───── Text des Dokuments ─────

Die in Amerika heimischen Klapperschlangen rasseln mit ihrem typischen beweglichen Gebilde aus hohlen, lose ineinandersteckenden alten Hornsegmenten am Schwanzende, was ein über mehrere Meter hörbares Klappern produziert. Grundsätzlich nimmt dabei die Frequenz des Geräuschs so zu wie das Abstandshalterpiepsen beim Rückwärtseinparken: Je näher eine Bedrohung der Schlange kommt, desto schneller aufeinander folgen die Rasseltöne.

Das lässt sich auch im Experiment gut zeigen, beschreiben Erstautor Michael Forsthofer und seine Kollegen: Sie dokumentierten die Rasselfrequenzen von 25 Texas-Klapperschlangen (Crotalus atrox), die sie einzeln auf einer kleinen Plattform getestet hatten, während sich künstliche Objekte langsam genähert hatten. Die Frequenz des Klapperns nahm dabei stetig auf rund 40 bis 50 Hertz zu. Offenbar scheinen die Schlangen in dieser Phase eine Botschaft darüber auszusenden, wie nahe sie dem langsam heranrückenden Objekt sind. Dann aber gab es stets einen Sprung: Die Schlangen klapperten ab einem bestimmten Abstand sehr plötzlich mit 60 bis 100 Hertz deutlich schneller.

Warum wechseln die Schlangen verlässlich so plötzlich die Frequenz? Wahrscheinlich funktioniert dieses Verhalten als psychoakustischer Trick zusätzlich zur schon gesendeten Warnung, spekulierte das deutsch-österreichische Team. Jemand, der der Schlange dennoch näher kommt, dürfte die überraschende Frequenzverschärfung unmittelbar so interpretieren, als ob er der Schlange von einem zum nächsten Augenblick plötzlich viel näher gekommen ist – womöglich näher, als einem bei einer Giftschlange guttut.

───── Angezeigte Daten ─────

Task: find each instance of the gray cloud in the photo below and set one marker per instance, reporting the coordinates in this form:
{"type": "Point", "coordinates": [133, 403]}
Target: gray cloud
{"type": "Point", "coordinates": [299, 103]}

─────
───── Angezeigte Daten ─────

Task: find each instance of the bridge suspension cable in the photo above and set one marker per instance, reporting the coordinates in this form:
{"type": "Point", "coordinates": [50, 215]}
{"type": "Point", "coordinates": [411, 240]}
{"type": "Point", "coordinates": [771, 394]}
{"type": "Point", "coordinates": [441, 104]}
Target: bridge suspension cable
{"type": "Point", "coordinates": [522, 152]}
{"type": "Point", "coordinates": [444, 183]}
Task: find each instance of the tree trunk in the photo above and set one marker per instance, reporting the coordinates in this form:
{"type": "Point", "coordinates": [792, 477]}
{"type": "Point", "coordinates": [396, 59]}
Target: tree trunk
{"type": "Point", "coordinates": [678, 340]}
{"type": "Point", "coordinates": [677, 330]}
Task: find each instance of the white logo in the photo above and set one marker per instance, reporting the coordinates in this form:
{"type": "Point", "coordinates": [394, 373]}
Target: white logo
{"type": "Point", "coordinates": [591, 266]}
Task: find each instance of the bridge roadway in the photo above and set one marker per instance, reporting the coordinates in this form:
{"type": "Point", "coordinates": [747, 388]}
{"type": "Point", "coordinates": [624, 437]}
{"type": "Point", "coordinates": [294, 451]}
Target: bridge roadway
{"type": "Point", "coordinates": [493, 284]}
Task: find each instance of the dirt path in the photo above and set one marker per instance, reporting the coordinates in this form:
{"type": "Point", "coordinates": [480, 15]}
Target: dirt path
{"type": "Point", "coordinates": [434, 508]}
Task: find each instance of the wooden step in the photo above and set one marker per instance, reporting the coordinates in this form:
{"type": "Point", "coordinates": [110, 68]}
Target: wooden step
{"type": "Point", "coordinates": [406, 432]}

─────

**Aufgaben:**
A. Auf welche Frequenz steigt das Klappern laut dem Text über Klapperschlangen zunächst stetig an, während sich ein Objekt langsam nähert?
B. Führe den Text über das Rasseln der Klapperschlangen im Anschluss an seinen letzten Satz weiter.
Die Daten stammen aus einer anderen Quelle als der Text.

**Die Antworten:**
A. Auf rund 40 bis 50 Hertz.

B.
Diese Hypothese haben die Forscher nun in einem weiteren Experiment überprüft: Sie simulierten Schlangen und Geklapper in einer virtuellen Graslandschaft und ließen menschliche Probanden Spielfiguren hindurchmanövrieren. Die Freiwilligen sollten angeben, wenn sie auf Grund der Klapperschlangengeräusche meinten, sie seien rund einen Meter von der Schlange entfernt. Die Wissenschaftler simulierten dann unterschiedliche und unterschiedlich sprunghaft schnellere Klapperfrequenzen. Dabei zeigte sich, dass die Probanden beim gleichmäßig zunehmenden Klappern recht gut einschätzen konnten, wann sie den zuvor abgesprochenen Alarmabstand erreicht haben. Anders, wenn die Forscher das Klappern sprunghaft steigerten: Viele Probanden stoppten nun deutlich eher und viel weiter weg, weil sie den tatsächlichen Abstand zur Schlange deutlich unterschätzten.

Der Frequenzsprung funktioniert für die Schlange also offenbar als auditorischer Trick, der den echten Abstand verschleiert. Das sollte dem Tier in der Realität einen zusätzlichen Sicherheitsabstand verschaffen: Eine deutliche Warnung schreckt alle ab, bevor sie nahe genug kommen, um womöglich auf die Schlange zu treten. Die Klapperschlange könnte sich im Fall eines Falles zwar mit einem Biss wehren, spart aber wahrscheinlich Energie, wenn sie nicht unnötig zubeißen und Gift einsetzen muss, sondern eine Konfrontation möglichst vermeidet.